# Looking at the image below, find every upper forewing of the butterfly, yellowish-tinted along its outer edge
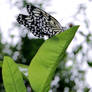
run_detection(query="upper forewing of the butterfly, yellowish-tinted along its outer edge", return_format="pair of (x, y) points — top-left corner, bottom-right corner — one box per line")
(27, 4), (64, 33)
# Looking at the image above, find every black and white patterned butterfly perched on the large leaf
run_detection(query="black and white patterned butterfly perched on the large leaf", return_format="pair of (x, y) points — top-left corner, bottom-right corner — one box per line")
(17, 4), (64, 38)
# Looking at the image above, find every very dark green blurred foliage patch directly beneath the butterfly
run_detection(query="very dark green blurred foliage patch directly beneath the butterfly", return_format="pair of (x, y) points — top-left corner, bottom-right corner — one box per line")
(20, 36), (44, 65)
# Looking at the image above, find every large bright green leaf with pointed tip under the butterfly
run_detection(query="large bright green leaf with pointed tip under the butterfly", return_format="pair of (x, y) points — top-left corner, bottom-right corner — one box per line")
(28, 26), (79, 92)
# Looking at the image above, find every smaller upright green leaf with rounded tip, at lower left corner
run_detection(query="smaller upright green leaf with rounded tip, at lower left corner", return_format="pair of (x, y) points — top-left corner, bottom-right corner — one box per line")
(2, 56), (26, 92)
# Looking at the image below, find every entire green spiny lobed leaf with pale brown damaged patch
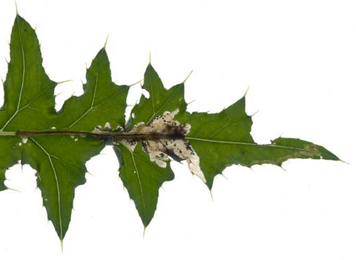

━━━━

> TASK
Only a number is needed: how many lines of the material above contain "below"?

> TASK RESPONSE
2